**Tekstfragment:**
# # # #

Nieuwe Prinsengracht 130, Amsterdam
1930-32





‘Moeder Aarde, de opgaande en neergaande krachten in de natuur’
a. gevelbeeld:
Franse kalksteen (Euville), 122 cm


man met houweel, die in de verte tuurt (2x spiegelbeeldig)
b. torenbekroning:
Franse kalksteen, ca. 75 cm

vogel pikkend aan de top van de berg
Naast de ingang heeft Krop een steen geplaatst met de afbeelding van de vogel pikkend aan de top van de berg. Dit symboliseert ‘de oneindigende eeuwigheid’. Het is geïnspireerd op een Japanse fabel over een vogel die eens in de miljoen jaar een korrel pikt van de top van een hoge berg. Wanneer de berg verdwenen is, is er een seconde van de eeuwigheid voorbijgegaan.
onderzoeker met meetapparatuur op driepoot

onderzoeker die notities maakt

stenenbikker

analist met twee kolven (verloren gegaan)
c. gevelstenen
Franse kalksteen, 55, 70, 44 cm

twee gehurkte mannen met schaal (goudwassers)

aardbeving
prehistorische vogel

prehistorische viervoeter

boogbrug voor berglandschap

bergpieken, een waterval en een meer
d. consolesteentjes (33 stuks) – 6 verschillende typen
gebakken aarde, 18 cm

berglandschap met gletsjer of waterval

rokende vulkaan

boortorens, één spuitende toren

landschap met dennen en spuitende geiser

prehistorische planten

bergpieken met samenvloeiende rivieren
d. pijlerbekroningen (29 stuks) – 6 verschillende typen
gebakken aarde, 37 cm
architecten: A.R. Hulshoff m.m.v. C. van der Wilk
Tussen 1930 en 1932 maakte Hildo Krop ontwerpen voor de gevels van de twee aaneengesloten vleugels van de universiteitsgebouwen op het Roeterseiland; het toenmalige Geologische Instituut en het Van der Waals Laboratorium. Voor de ingangspartij van het Geologisch Instituut ontwierp Krop een vrouwenfiguur ‘Moeder Aarde’, die de opgaande en neergaande krachten in de natuur symboliseert.

# # # #

**Oefengegevens:**
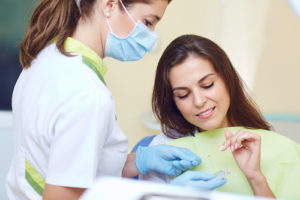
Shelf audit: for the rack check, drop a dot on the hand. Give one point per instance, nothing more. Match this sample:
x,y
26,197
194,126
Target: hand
x,y
165,159
245,147
198,180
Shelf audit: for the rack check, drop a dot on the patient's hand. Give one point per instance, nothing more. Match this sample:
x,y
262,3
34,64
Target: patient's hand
x,y
245,147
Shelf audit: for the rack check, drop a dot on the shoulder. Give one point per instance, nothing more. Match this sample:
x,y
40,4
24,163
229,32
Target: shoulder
x,y
160,139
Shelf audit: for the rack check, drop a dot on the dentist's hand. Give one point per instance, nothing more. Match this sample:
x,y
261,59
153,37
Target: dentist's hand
x,y
198,180
165,159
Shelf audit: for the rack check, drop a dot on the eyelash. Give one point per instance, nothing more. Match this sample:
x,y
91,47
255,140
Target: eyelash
x,y
208,86
148,23
205,87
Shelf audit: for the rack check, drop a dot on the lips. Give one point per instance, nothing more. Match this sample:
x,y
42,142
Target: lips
x,y
207,113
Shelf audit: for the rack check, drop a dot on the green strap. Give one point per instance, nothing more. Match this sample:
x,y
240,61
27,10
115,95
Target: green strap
x,y
89,63
35,180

# # # #

**Opdrachten:**
1/ Wie worden in de tekst over het beeldhouwwerk aan de Nieuwe Prinsengracht 130 als architecten genoemd?
2/ Vervolg de tekst over het beeldhouwwerk van Hildo Krop aan de Nieuwe Prinsengracht 130 vanaf de laatste zin.

**Antwoorden per opdracht:**
1/ A.R. Hulshoff, met medewerking van C. van der Wilk.

2/
ontwerp in gips ‘Moeder aarde’ – collectie Hildo Krop Museum
Daarnaast is de gevel met veel beeltenissen verlevendigd. Deze gevelstenen in kalksteen en bakwerk houden alle verband met geologie en laboratoriumwerk. Zo zijn er mannen met reageerbuizen, verrekijkers en houwelen; boortorens, vulkanen en prehistorische planten en dieren.
Het gebouw werd in 1934 officieel in gebruik genomen. Het instituut bestond uit afzonderlijke laboratoria of afdelingen, ieder onder leiding van een hoogleraar. Door de bezuinigingen van het eerste kabinet-Lubbers (1982-1986) werd het Geologisch Instituut afgevoerd van de lijst van instellingen waar men geologie kon studeren. De museumcollectie van het Geologisch Instituut (inclusief een grote verzameling stenen ondergebracht in een opslagruimte in Amsterdam-Noord) werd in 1988 opgesplitst in verschillende deelcollecties en overgedragen aan diverse instanties. Stukken met een museale waarde werden ondergebracht bij het Zoölogisch Museum in Artis. Enkele jaren later is deze collectie terechtgekomen bij het museum Naturalis in Leiden.
bron: Stadsarchief Amsterdam

Helaas is van de fraaie rugpartij van ‘Moeder Aarde’ aan de binnenzijde van het Instituut weinig waar te nemen. We zullen het moet doen met de oude atelierfoto (rechts).